• _The task_:
Reproduce these lines with every "text prompt" swapped for "text query", changing nothing else.

• _Records shown_:
########
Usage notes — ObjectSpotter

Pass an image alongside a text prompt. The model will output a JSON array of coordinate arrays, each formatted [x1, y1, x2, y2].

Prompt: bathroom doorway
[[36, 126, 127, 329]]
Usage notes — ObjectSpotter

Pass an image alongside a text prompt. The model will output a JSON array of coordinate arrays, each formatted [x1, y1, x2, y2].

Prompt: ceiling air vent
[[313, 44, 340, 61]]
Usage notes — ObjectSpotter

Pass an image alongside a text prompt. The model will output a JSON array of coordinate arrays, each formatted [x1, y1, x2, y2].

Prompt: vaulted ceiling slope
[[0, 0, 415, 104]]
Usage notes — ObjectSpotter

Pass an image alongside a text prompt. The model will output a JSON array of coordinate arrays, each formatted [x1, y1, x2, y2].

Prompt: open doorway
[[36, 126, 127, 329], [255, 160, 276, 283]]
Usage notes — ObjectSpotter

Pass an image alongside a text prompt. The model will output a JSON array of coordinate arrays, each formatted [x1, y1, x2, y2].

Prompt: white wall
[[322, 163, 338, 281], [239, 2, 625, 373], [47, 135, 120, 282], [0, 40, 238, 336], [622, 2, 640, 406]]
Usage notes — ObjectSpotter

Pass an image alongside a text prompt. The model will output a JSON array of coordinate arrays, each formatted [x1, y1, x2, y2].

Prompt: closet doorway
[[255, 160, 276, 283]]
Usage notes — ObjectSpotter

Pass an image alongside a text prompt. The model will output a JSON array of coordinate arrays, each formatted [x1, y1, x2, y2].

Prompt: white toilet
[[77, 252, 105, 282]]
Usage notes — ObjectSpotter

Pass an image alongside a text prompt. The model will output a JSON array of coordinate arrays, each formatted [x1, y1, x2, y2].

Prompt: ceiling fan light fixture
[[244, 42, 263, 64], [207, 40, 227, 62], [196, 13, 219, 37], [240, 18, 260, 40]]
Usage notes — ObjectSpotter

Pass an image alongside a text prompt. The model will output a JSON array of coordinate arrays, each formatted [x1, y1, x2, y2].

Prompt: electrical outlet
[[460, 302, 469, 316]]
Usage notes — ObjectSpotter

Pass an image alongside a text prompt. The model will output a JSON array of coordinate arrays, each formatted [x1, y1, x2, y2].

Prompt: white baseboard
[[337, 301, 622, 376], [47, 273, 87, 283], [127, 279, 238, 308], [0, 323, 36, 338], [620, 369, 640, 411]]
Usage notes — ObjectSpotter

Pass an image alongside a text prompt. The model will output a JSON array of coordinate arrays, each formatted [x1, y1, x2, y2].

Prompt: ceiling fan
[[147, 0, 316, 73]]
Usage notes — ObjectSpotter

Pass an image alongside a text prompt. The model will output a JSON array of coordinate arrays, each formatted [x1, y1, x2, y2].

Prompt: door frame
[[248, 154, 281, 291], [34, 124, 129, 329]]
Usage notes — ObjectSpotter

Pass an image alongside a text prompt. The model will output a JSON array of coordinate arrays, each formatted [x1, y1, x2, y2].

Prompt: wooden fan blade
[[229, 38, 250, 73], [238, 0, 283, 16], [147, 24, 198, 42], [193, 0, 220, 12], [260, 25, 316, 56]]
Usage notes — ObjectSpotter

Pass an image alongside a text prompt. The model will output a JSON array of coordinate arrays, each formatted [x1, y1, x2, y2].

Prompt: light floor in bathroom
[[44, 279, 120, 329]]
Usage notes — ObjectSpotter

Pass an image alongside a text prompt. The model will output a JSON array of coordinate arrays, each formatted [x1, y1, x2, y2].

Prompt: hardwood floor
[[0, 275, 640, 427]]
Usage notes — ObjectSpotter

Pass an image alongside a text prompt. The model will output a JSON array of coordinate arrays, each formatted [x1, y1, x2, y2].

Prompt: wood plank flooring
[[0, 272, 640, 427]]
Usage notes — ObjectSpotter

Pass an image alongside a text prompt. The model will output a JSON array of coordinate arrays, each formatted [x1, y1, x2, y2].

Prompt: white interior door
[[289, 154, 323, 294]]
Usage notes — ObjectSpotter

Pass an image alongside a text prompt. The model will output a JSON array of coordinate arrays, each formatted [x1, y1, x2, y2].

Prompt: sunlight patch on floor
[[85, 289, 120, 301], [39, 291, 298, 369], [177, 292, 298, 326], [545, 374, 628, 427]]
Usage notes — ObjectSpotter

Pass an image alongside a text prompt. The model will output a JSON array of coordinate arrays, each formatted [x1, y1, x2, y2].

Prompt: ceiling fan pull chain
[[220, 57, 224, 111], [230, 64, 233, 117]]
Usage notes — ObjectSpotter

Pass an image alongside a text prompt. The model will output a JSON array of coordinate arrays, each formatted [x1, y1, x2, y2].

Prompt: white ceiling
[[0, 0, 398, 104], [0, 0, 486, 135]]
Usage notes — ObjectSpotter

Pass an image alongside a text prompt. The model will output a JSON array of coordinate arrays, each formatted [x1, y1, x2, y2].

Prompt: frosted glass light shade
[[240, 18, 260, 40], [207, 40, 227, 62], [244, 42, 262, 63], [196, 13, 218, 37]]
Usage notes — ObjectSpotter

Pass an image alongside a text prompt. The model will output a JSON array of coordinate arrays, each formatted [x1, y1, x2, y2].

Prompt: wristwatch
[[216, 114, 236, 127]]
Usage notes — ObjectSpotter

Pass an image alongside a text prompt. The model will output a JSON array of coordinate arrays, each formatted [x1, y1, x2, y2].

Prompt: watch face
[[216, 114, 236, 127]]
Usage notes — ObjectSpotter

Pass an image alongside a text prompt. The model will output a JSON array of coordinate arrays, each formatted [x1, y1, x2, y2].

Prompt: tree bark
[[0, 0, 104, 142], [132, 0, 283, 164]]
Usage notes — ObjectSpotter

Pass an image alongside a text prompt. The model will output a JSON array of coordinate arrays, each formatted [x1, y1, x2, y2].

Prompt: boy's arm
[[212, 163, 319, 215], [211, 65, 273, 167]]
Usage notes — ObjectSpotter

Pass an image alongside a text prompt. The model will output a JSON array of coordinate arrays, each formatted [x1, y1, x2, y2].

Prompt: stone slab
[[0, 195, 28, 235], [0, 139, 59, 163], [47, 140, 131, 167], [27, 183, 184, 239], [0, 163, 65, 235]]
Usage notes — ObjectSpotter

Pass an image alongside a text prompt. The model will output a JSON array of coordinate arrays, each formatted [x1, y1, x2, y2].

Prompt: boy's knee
########
• _Completed task_:
Usage notes — ObjectSpotter

Pass an image alongside a text query. The model will output a JSON array of coordinate arrays, each formatted [x1, y1, x2, y2].

Prompt: bathroom doorway
[[36, 126, 127, 329]]
Usage notes — ObjectSpotter

Pass an image alongside a text query. The model will output a JSON array of coordinate arrays, each formatted [x1, y1, x2, y2].

Prompt: ceiling air vent
[[313, 44, 340, 61]]
Usage notes — ObjectSpotter

Pass an image alongside a text query. The model will output a JSON array of coordinate arrays, each formatted [x1, y1, x2, y2].

Prompt: vaulted ceiling slope
[[0, 0, 415, 104]]
Usage notes — ObjectSpotter

Pass an image alongside a text query. The model will output a JSON array of coordinate arrays, each formatted [x1, y1, x2, y2].

Prompt: open doorway
[[36, 126, 127, 329], [255, 160, 276, 283]]
Usage notes — ObjectSpotter

Pass an image alongside a text query. The model will output a JSON array of coordinate arrays, each formatted [x1, y1, x2, y2].

Prompt: white wall
[[322, 163, 338, 281], [239, 2, 625, 373], [47, 135, 120, 282], [0, 40, 238, 336], [622, 2, 640, 406]]
Usage notes — ObjectSpotter

Pass an image alongside a text query. The model will output a JSON array of coordinate arrays, each formatted [x1, y1, x2, y2].

Prompt: closet doorway
[[255, 160, 276, 283]]
Usage notes — ObjectSpotter

Pass an image alongside a text query. The model will output a JSON array of coordinate arrays, each formatted [x1, y1, x2, y2].

Prompt: white toilet
[[77, 252, 105, 282]]
Usage notes — ObjectSpotter

Pass an image alongside a text query. The model will output a JSON array of coordinate arrays, each formatted [x1, y1, x2, y2].

Prompt: ceiling fan light fixture
[[244, 42, 263, 64], [207, 40, 227, 62], [196, 13, 219, 37], [240, 18, 260, 40]]
Usage notes — ObjectSpotter

Pass an image alongside a text query. The model will output a JSON array of coordinate arrays, each formatted [x1, y1, x2, y2].

Prompt: electrical outlet
[[460, 302, 469, 316]]
Usage notes — ObjectSpotter

Pass an image alongside a text query. The model will output a JSON array of coordinate arrays, each formatted [x1, y1, x2, y2].

Prompt: white baseboard
[[337, 301, 622, 376], [47, 273, 87, 283], [127, 279, 238, 308], [0, 323, 36, 338], [620, 369, 640, 411]]
Usage notes — ObjectSpotter

Pass an image alongside a text query. The model will output a JSON array of coordinate arrays, each formatted [x1, y1, x2, y2].

Prompt: ceiling fan
[[147, 0, 316, 73]]
Usage notes — ObjectSpotter

Pass an image alongside a text query. The model will output a JSON array of coordinate arrays, each formatted [x1, y1, x2, y2].

Prompt: door frame
[[248, 154, 281, 291], [34, 124, 129, 329]]
Usage notes — ObjectSpotter

Pass an image alongside a text query. The model will output a JSON array of coordinate arrays, each formatted [x1, y1, x2, y2].

Prompt: wooden fan blade
[[229, 38, 250, 73], [238, 0, 283, 16], [147, 24, 198, 42], [193, 0, 220, 12], [260, 25, 316, 56]]
Usage notes — ObjectSpotter

Pass an image alongside a text query. The model will output a JSON array of coordinate arrays, each formatted [x1, y1, x2, y2].

Prompt: light floor in bathroom
[[44, 279, 120, 329]]
Usage notes — ObjectSpotter

Pass an image alongside a text query. The model will output a JSON array of coordinate arrays, each formatted [x1, y1, x2, y2].

Prompt: hardwood floor
[[0, 275, 640, 427]]
Usage notes — ObjectSpotter

Pass an image alongside a text query. The model will output a JSON array of coordinate arrays, each formatted [x1, y1, x2, y2].

Prompt: wood plank flooring
[[0, 272, 640, 427]]
Usage notes — ObjectSpotter

Pass an image alongside a text query. The model will output a JSON array of coordinate arrays, each formatted [x1, y1, x2, y2].

Prompt: white interior door
[[289, 154, 323, 294]]
Usage notes — ObjectSpotter

Pass an image alongside a text query. The model will output a JSON array of coordinate arrays, each formatted [x1, y1, x2, y2].

Prompt: sunlight patch on floor
[[85, 289, 120, 301], [39, 291, 298, 369], [177, 292, 298, 326], [545, 374, 628, 427]]
Usage notes — ObjectSpotter

Pass an image alongside a text query. The model will output a JSON array of coordinate arrays, each formatted [x1, y1, x2, y2].

Prompt: ceiling fan pull chain
[[220, 57, 224, 111], [230, 64, 233, 117]]
Usage notes — ObjectSpotter

Pass an image alongside a text query. The model will output a JSON array of coordinate arrays, each formatted [x1, y1, x2, y2].

Prompt: white ceiling
[[0, 0, 398, 104], [0, 0, 486, 135]]
Usage notes — ObjectSpotter

Pass an image alongside a text query. The model will output a JSON array of coordinate arrays, each formatted [x1, y1, x2, y2].

Prompt: frosted glass light shade
[[240, 18, 260, 40], [207, 40, 227, 62], [244, 42, 262, 63], [196, 13, 218, 37]]
Usage notes — ObjectSpotter

Pass an image alongside a text query. The model will output a JSON array of coordinate arrays, each formatted [x1, y1, x2, y2].

Prompt: wristwatch
[[216, 114, 236, 127]]
Usage notes — ObjectSpotter

Pass an image alongside a text query. The model will output a JSON array of coordinate arrays, each formatted [x1, y1, x2, y2].

Prompt: watch face
[[216, 114, 236, 127]]
Usage notes — ObjectSpotter

Pass an image alongside a text query. The model will output a JSON array of coordinate arrays, each formatted [x1, y1, x2, y2].

Prompt: tree bark
[[0, 0, 104, 142], [132, 0, 283, 164]]
Usage notes — ObjectSpotter

Pass an image alongside a text query. The model will output a JSON array of coordinate arrays, each formatted [x1, y1, x2, y2].

Prompt: boy's arm
[[212, 163, 319, 215], [211, 65, 273, 167]]
Usage notes — ObjectSpotter

Pass an image alongside a text query. The model will output a JSON array of coordinate arrays, each formatted [x1, y1, x2, y2].

Prompt: stone slab
[[0, 195, 28, 235], [0, 139, 59, 163], [47, 140, 131, 167], [27, 183, 184, 239], [0, 163, 65, 235]]
Usage notes — ObjectSpotter

Pass an image alongside a text query. The model will output a JSON array of coordinate arrays, each formatted [x1, y1, x2, y2].

Prompt: boy's knee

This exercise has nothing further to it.